EXERCISE AIM:
Pick up the passage below about growing up and the characters Sansa, Arya and Tyrion, and continue it from its last sentence.

Ragnorak, your description of childhood is precisely my experience of growing up, a freedom of mind and body no kid in "modern" countries has any longer. But then: When I was a little girl most schools did not even allow girls to show up in trousers, only skirts even in winter. And being the noisy, messy tomboy I was, I got nothing but trouble. Today this kind of self confidence is expected from ambitious girls, minus the messy part, and the pinkification tendencies are a reaction against that, an attempt to find a niche. To me this looks like young women giving away or taking for granted what I had fought for! Probably an unjustified prejudice. But this may explain why I have difficulties to relate to a girl like Sansa, something younger women may feel with Arya.

And my love for the character Tyrion is easily explained by my having two sons. Every boy is a little bit Tyrion in puberty I guess.

What a comparatively long life teaches most of all is that there are no easy right and wrong answers, no absolute morality, neither in politics nor in love and relationships, that there is always a story behind.

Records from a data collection
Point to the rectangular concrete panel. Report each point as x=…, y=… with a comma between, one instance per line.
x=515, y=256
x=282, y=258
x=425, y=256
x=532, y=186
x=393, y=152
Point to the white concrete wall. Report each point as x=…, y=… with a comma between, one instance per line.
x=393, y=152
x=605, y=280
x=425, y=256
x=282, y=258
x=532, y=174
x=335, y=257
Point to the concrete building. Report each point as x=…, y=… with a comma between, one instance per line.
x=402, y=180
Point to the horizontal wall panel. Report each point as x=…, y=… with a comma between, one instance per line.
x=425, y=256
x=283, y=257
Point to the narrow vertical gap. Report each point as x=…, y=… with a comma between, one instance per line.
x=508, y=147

==

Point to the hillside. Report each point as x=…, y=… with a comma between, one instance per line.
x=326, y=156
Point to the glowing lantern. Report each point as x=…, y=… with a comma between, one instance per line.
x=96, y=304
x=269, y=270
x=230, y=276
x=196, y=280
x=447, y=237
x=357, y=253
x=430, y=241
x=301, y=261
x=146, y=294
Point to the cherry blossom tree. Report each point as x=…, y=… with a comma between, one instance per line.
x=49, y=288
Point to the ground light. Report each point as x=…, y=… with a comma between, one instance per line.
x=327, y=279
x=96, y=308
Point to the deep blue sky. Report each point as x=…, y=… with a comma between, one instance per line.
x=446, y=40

EXPECTED ANSWER:
And no, I have no trouble relating to kids, I still remember (or shall we say, I remember again since I already have memory loss of the recent past due to Alzheimers.... :D JOKE! )

I'm not sure really. Personally, I don't compare myself to either Sansa or Arya. If I need to pick a character that I'm most similar too, it's probably Ned. As to younger women taking for granted, that story isn't over. I went in to a very male-dominated career path after college and quickly noticed that I was very much a minority (as in the only female around, ever). I got sexually harassed and discrimated against more than once, attempting to correct the problem via my boss and HR. Both turned out to be a waste of time. I remember starting a job, working under a more senior male co-worker who treated me with quite a bit of hostility. I stuck it out and got him to eventually change his opinion of me, but it took quite a while. It wasn't until I'd been at this job for several months that I finally learned I was the third women who he had treated in a similar manner but I was the first who he didn't chase away. Sadly, all of this took place in the last 10-15 years yet earlier this week I listened to some younger people (teens) state that encounters such as mine were a thing of the past. Somehow, I doubt the world has changed quite so much in such a short period of time.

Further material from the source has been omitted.